Gripe e cigarros
José Simão escreve na “Folha de São Paulo” sobre coisas proibidas. Diz ele:
- Duas coisas que não pode mais: espirrar e fumar! Abre uma clareira em volta!
Dias trás fui a um teatro. No meio da peça, silêncio absoluto, uma mulher espirrou. Foi como se tivessem gritado: bomba! Houve quem se levantasse, muita gente se virou para o lado e o indisfarçável clima de “porque ela não ficou em casa” roubou a atenção até dos atores.
Por falar em teatro, dias atrás o ator Antonio Fagundes declarou que peitaria a lei que proíbe fumar em lugares fechados. O problema é que ele representaria o papel de fumante numa peça e não teria sentido ficar sem a fumaça. Imaginei o ator sendo retirado do palco por secretas da polícia infiltrados na platéia e o escândalo que tudo isso daria. Em tempo as autoridades arranjaram uma brecha na lei contra o fumo: atores em cena podem fumar. Fagundes não será preso.
Hoje de manhã vi pessoas fumando na calçada e achei engraçado. Eram dois homens que evidentemente saíram da firma onde trabalham para fumar. Não pude deixar de pensar nos direitos dos fumantes embora também não ache que seja justo aos que não fumam expor-se à fumaça.

◆ ENUNCIADO A
Responda com base no texto:
(i) Em que jornal escreve José Simão?
(ii) O que fez uma mulher no meio da peça, em silêncio absoluto?
(iii) Quantos homens fumavam na calçada?
◆ ENUNCIADO B
Repita fielmente todo o trecho do texto, desde "Gripe e cigarros" até "clareira em volta!".
◆ ENUNCIADO C
As afirmações abaixo estão de acordo com o texto? Responda sim ou não a cada uma e cite as palavras do texto que decidem.
(i) Antonio Fagundes será preso por fumar em cena.
(ii) As autoridades permitiram que atores em cena fumem.
(iii) Os dois homens fumavam dentro da firma.
Os itens que vêm depois deste texto têm outra origem.

◆ TRECHOS DOS ITENS
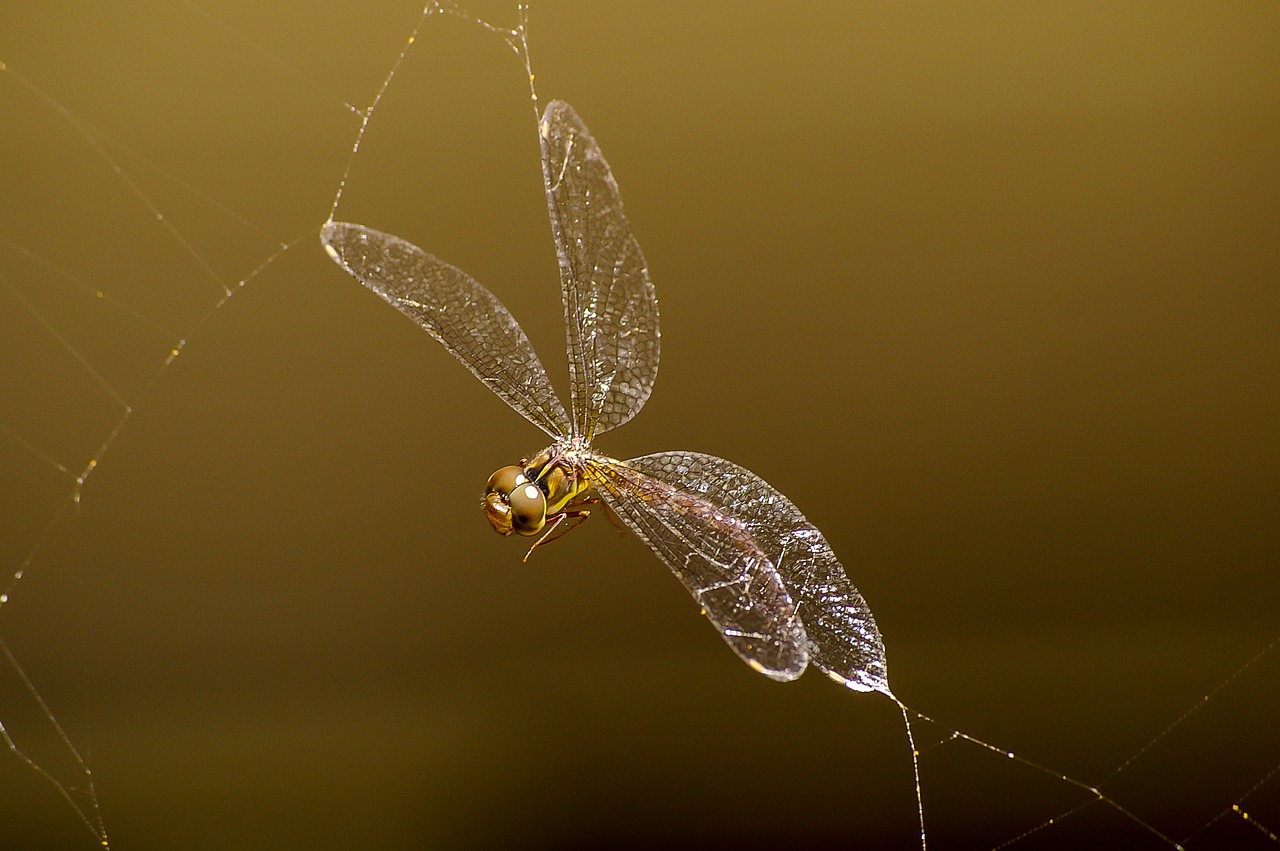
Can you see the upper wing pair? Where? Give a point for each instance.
(762, 572)
(611, 314)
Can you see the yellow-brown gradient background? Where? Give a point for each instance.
(990, 291)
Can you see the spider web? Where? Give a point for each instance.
(247, 599)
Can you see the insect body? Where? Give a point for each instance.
(762, 573)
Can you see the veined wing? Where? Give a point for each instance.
(716, 558)
(611, 314)
(844, 640)
(457, 311)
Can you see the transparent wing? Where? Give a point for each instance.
(844, 640)
(611, 314)
(457, 311)
(716, 558)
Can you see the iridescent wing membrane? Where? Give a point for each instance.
(763, 575)
(840, 634)
(457, 311)
(611, 312)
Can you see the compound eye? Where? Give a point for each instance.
(528, 508)
(506, 480)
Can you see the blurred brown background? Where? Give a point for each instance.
(991, 292)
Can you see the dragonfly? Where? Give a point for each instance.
(762, 573)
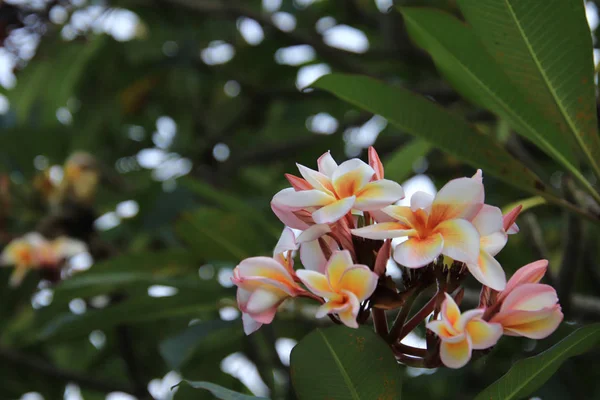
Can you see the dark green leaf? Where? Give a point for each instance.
(220, 392)
(527, 375)
(343, 363)
(464, 61)
(546, 49)
(425, 119)
(178, 349)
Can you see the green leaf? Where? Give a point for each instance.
(52, 76)
(230, 202)
(545, 47)
(178, 349)
(527, 204)
(461, 57)
(220, 392)
(214, 234)
(343, 363)
(420, 117)
(529, 374)
(399, 165)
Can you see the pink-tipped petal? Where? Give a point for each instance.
(287, 216)
(530, 324)
(334, 211)
(417, 253)
(250, 324)
(421, 200)
(450, 312)
(315, 282)
(348, 315)
(530, 297)
(467, 317)
(313, 233)
(483, 334)
(514, 228)
(298, 183)
(264, 301)
(461, 240)
(383, 256)
(348, 318)
(530, 273)
(459, 198)
(339, 262)
(401, 214)
(312, 257)
(488, 220)
(456, 355)
(510, 218)
(264, 267)
(350, 177)
(316, 179)
(304, 198)
(445, 331)
(378, 194)
(327, 164)
(360, 281)
(242, 297)
(383, 230)
(380, 216)
(488, 271)
(287, 242)
(493, 242)
(333, 306)
(375, 163)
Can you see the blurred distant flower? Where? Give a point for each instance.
(33, 251)
(460, 334)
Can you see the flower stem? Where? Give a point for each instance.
(419, 317)
(412, 295)
(380, 322)
(415, 362)
(410, 350)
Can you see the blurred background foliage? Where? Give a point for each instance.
(193, 110)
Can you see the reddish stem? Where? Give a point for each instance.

◆ RESOLUÇÃO A
(i) Na “Folha de São Paulo”.
(ii) Ela espirrou.
(iii) Dois.

◆ RESOLUÇÃO B
Gripe e cigarros
José Simão escreve na “Folha de São Paulo” sobre coisas proibidas. Diz ele:
- Duas coisas que não pode mais: espirrar e fumar! Abre uma clareira em volta!

◆ RESOLUÇÃO C
(i) Não: "Fagundes não será preso."
(ii) Sim: "atores em cena podem fumar."
(iii) Não: "Eram dois homens que evidentemente saíram da firma onde trabalham para fumar."